- Questions to answer -
1 - According to the options glossary, how many shares does one contract equal?
2 - Extend the options glossary past its last entry by adding further terms in the same format.

- Provided passage -
▶
Call option: A call option is a financial contract that gives the buyer the right, but not the obligation, to purchase a specific asset at a predetermined price within a specific time period.
Covered call: Selling a call option on an underlying long-held security.
In-the-money options: Refers to an option that has intrinsic value because the strike price is favorable compared to the current market price. For a call option, the stock's price is above the strike price; for a put option, the stock's price is below the strike price.
Notional: In derivatives markets, such as futures and options, the notional value is the value of the underlying asset that the contract is based on.
Option premium: Price of an option contract.
Out of the money: Out of the money refers to a call option with a strike price that is higher than the market price of the underlying asset, or a put option with a strike price that is lower than the market price of the underlying asset.
Portfolio percentage written: Refers to the number of call contracts written (or sold) versus the number of shares held in the portfolio. One contract is equivalent to 100 shares.
Premium: Price of an option contract.
Premium generation: Collecting proceeds from the sale of a call option.
Put contract: Refers to a contract that gives the holder the right, but not the obligation, to sell an underlying asset. In this case, the underlying asset is the S&P 500 Index.
Put protection: Implementing a protective put by purchasing a put option vs a long underlying equity position or a broad index that is not necessarily held.
Rolling in the money (ITM) call option: A trading strategy that involves closing an existing ITM call option and opening a new one. The new option has a different expiration date or strike price
Roll qualification: A situation where closing out an existing option and writing a new option.
◀
- Supplied material -
▶
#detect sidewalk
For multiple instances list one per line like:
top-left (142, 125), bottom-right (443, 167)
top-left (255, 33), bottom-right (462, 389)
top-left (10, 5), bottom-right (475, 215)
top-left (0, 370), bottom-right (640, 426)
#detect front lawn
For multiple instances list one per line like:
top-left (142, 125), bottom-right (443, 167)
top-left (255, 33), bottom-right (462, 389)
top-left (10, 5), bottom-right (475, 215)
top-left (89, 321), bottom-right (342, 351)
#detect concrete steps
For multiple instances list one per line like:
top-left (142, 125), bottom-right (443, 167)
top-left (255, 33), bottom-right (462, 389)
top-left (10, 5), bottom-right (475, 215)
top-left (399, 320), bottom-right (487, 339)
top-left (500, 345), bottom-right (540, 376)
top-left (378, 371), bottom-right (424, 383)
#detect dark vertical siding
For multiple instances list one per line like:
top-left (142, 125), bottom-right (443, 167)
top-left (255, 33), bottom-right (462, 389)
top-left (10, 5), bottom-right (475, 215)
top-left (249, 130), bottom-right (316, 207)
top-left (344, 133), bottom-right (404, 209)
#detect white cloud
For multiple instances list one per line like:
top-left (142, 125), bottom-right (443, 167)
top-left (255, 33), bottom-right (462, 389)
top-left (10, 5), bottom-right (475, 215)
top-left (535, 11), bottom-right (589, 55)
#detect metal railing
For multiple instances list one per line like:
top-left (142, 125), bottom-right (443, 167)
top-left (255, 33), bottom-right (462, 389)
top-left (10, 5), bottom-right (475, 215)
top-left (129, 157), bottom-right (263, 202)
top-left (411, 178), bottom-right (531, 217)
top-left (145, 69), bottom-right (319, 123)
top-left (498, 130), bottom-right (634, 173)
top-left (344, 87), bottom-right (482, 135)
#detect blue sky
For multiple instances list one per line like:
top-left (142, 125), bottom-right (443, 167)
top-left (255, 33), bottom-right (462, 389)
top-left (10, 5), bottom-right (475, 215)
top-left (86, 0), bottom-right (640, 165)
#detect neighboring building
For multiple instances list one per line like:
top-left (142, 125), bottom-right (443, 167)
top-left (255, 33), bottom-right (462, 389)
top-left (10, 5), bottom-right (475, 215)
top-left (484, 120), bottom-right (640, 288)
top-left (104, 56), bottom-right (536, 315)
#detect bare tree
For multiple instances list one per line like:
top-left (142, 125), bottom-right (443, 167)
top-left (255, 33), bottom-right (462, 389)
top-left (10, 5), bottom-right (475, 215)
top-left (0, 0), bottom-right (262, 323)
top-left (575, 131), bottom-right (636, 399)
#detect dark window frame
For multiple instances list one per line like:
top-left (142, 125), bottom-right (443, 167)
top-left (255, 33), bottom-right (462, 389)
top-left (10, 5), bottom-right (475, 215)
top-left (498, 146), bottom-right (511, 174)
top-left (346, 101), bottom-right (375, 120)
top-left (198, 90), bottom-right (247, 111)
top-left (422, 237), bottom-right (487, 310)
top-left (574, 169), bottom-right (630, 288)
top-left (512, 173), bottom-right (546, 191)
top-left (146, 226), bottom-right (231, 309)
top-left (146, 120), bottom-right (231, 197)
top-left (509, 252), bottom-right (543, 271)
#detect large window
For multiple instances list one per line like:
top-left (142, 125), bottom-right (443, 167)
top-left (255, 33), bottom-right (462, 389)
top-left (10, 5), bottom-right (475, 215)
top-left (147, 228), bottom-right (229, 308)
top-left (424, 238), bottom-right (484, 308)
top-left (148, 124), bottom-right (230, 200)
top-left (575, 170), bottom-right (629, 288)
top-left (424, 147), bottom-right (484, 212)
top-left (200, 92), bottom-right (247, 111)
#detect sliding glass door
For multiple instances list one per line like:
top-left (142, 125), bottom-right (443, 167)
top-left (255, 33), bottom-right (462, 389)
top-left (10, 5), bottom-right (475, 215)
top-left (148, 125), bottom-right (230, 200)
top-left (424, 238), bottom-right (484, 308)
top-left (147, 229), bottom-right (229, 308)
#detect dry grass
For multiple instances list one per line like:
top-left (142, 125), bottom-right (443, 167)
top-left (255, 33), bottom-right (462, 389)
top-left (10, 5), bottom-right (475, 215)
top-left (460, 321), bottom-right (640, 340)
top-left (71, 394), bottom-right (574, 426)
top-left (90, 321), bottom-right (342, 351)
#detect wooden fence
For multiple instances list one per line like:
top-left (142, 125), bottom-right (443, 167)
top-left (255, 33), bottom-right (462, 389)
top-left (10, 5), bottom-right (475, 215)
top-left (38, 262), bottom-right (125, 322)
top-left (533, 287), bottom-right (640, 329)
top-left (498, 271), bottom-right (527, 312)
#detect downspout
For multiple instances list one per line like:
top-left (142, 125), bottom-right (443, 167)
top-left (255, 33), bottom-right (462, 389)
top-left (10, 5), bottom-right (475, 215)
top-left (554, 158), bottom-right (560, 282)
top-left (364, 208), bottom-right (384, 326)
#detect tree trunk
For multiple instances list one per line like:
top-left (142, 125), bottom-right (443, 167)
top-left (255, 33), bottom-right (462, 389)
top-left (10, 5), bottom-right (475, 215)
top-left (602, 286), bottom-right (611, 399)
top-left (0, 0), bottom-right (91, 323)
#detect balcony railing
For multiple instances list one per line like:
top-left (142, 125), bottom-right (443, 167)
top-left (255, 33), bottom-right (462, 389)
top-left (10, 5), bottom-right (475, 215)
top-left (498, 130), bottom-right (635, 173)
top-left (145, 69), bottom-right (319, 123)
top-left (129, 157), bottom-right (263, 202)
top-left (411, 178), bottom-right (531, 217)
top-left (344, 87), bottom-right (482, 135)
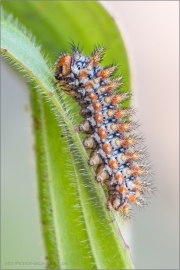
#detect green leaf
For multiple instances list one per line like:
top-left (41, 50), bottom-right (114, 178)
top-left (1, 2), bottom-right (133, 269)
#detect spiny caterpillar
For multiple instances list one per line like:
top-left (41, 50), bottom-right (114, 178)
top-left (55, 44), bottom-right (152, 218)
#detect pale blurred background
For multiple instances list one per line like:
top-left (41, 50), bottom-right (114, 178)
top-left (1, 1), bottom-right (179, 269)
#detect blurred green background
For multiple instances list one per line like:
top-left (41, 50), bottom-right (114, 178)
top-left (1, 1), bottom-right (179, 269)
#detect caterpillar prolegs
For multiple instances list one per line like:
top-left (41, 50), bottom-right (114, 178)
top-left (55, 45), bottom-right (152, 218)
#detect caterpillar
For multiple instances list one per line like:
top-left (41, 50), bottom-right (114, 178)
top-left (55, 44), bottom-right (152, 219)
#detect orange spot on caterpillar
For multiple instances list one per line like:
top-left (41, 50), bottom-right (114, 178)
top-left (109, 159), bottom-right (118, 170)
top-left (119, 186), bottom-right (129, 194)
top-left (85, 82), bottom-right (94, 91)
top-left (103, 143), bottom-right (112, 155)
top-left (98, 127), bottom-right (108, 139)
top-left (94, 113), bottom-right (104, 125)
top-left (115, 173), bottom-right (124, 184)
top-left (88, 92), bottom-right (98, 101)
top-left (93, 101), bottom-right (102, 111)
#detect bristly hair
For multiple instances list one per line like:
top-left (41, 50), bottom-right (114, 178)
top-left (55, 41), bottom-right (154, 220)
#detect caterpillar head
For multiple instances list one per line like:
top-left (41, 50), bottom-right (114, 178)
top-left (55, 54), bottom-right (72, 80)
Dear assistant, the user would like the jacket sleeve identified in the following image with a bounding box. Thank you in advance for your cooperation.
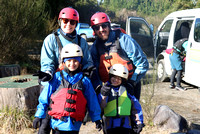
[35,75,58,118]
[90,41,102,88]
[120,33,149,82]
[40,34,58,75]
[81,38,93,69]
[83,77,101,122]
[128,93,143,124]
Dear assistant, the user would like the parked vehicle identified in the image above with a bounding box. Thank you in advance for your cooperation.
[76,23,95,41]
[126,17,154,64]
[154,8,200,87]
[111,23,126,34]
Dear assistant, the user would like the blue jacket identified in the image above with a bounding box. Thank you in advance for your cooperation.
[40,29,93,76]
[98,82,143,129]
[91,31,149,85]
[35,71,101,131]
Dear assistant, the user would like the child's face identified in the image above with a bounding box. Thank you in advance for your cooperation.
[63,59,80,71]
[110,76,122,86]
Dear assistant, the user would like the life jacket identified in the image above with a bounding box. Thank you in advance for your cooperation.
[53,31,81,72]
[173,38,188,55]
[96,30,136,82]
[104,86,131,117]
[48,71,87,121]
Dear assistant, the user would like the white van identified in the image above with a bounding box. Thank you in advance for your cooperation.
[154,8,200,87]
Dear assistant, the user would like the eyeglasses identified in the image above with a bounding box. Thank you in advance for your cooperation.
[92,23,110,31]
[62,19,76,25]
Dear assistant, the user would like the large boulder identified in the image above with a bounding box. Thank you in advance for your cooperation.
[153,105,188,132]
[0,75,40,111]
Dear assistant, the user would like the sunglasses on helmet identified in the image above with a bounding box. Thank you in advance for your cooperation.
[62,19,76,25]
[92,23,110,31]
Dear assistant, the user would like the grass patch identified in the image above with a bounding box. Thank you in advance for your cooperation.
[0,107,32,134]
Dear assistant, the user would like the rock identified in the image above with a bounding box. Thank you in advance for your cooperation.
[0,75,40,111]
[0,64,20,78]
[153,105,188,132]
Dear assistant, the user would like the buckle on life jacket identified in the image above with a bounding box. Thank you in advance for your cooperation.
[66,99,76,104]
[67,90,77,94]
[64,107,76,112]
[105,55,112,60]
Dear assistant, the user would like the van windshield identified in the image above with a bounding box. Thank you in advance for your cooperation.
[194,18,200,42]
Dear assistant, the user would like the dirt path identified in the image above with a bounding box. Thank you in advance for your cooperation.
[80,82,200,134]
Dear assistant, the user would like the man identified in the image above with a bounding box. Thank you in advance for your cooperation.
[90,12,149,100]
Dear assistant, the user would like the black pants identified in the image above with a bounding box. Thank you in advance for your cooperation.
[53,130,79,134]
[170,69,182,87]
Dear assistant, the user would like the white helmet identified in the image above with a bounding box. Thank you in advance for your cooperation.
[109,64,129,79]
[61,43,83,61]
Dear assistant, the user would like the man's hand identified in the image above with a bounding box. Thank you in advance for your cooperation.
[95,120,102,131]
[133,124,144,134]
[101,82,111,96]
[33,117,42,129]
[33,71,52,82]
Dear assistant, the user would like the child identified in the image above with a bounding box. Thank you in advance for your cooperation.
[33,44,102,134]
[99,64,143,134]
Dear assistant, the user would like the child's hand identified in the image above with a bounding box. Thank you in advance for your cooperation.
[101,82,111,96]
[133,124,144,134]
[33,117,42,129]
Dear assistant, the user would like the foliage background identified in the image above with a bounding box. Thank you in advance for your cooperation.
[0,0,200,71]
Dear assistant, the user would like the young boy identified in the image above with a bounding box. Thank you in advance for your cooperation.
[33,44,102,134]
[99,64,143,134]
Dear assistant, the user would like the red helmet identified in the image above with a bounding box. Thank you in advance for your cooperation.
[58,7,79,22]
[90,12,111,26]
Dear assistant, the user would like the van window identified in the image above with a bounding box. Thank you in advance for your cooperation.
[130,20,151,36]
[160,20,173,32]
[174,20,193,43]
[194,18,200,42]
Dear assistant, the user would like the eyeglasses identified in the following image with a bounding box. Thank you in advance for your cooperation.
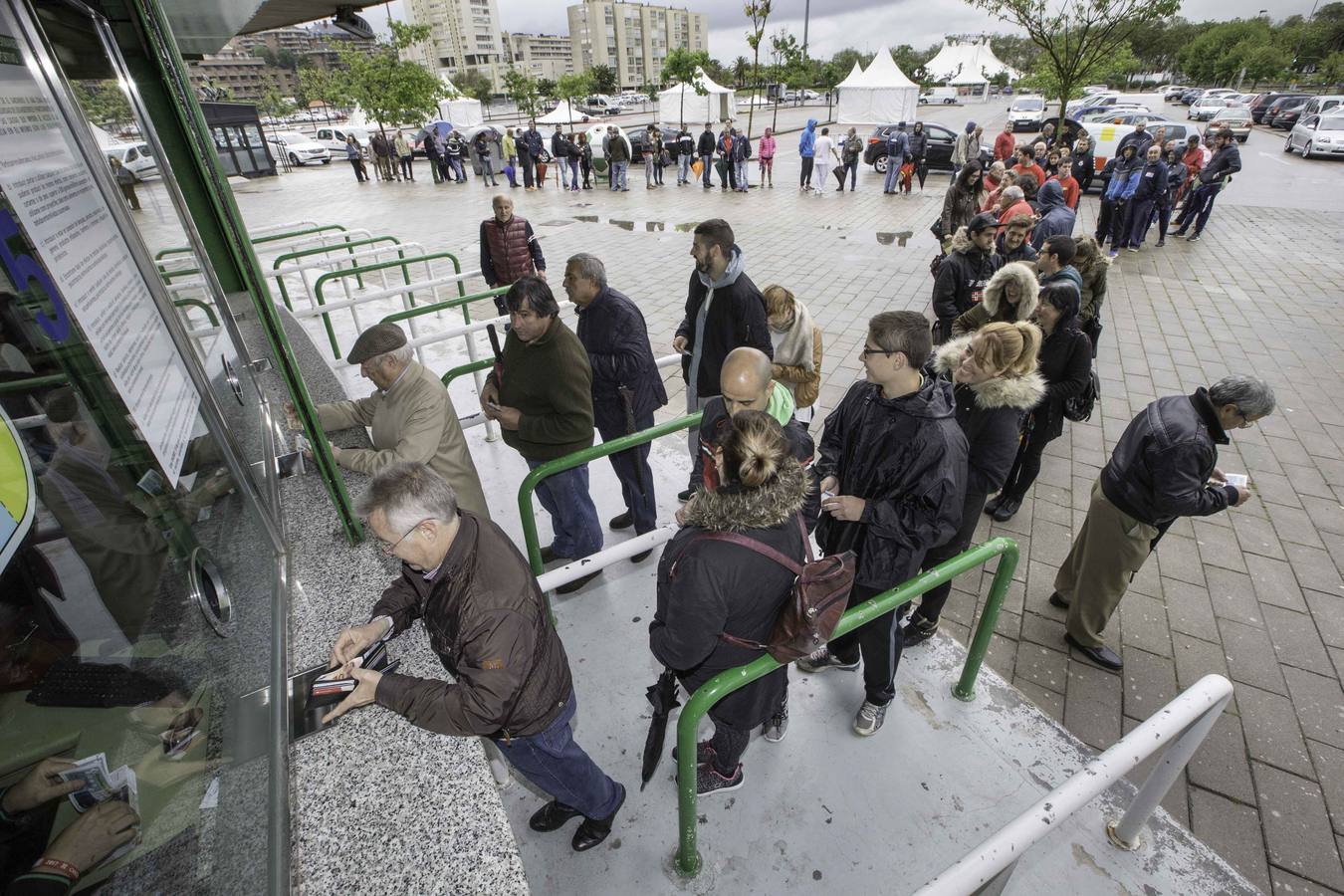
[380,517,434,557]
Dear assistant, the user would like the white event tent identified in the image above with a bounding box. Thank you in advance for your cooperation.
[659,69,738,123]
[836,46,919,124]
◀
- Exercise responses -
1 - One contract equals 100 shares.

2 -
S&P 500® Index: A market capitalization-weighted index of 500 widely held stocks often used as a proxy for the stock market. Unlike mutual funds, the index does not incur expenses. If expenses were deducted, the actual returns of this index would be lower.
Simple: The return generated from the sale of a call option relative to the price of the stock.
Strike Price: The predetermined price at which a specific security may be purchased (for a call option) or sold (for a put option) by the option holder until the expiration date of the option's contract.
Total Income generation: The income generated through the sale of the call option contracts, which generates cash and is counted as income for the portfolio.
VIX Index: The ticker symbol and the popular name for the Chicago Board Options Exchange's CBOE Volatility Index, a popular measure of the stock market's expectation of volatility based on S&P 500 index options.
Volatility: A statistical measure of dispersion of returns. It measures investors’ expectations for market volatility over the next 30 days and is often viewed as a gauge of investor sentiment or fear.
When the VIX is below 20, it generally indicates a calm market environment with lower expected volatility and a higher level of investor confidence.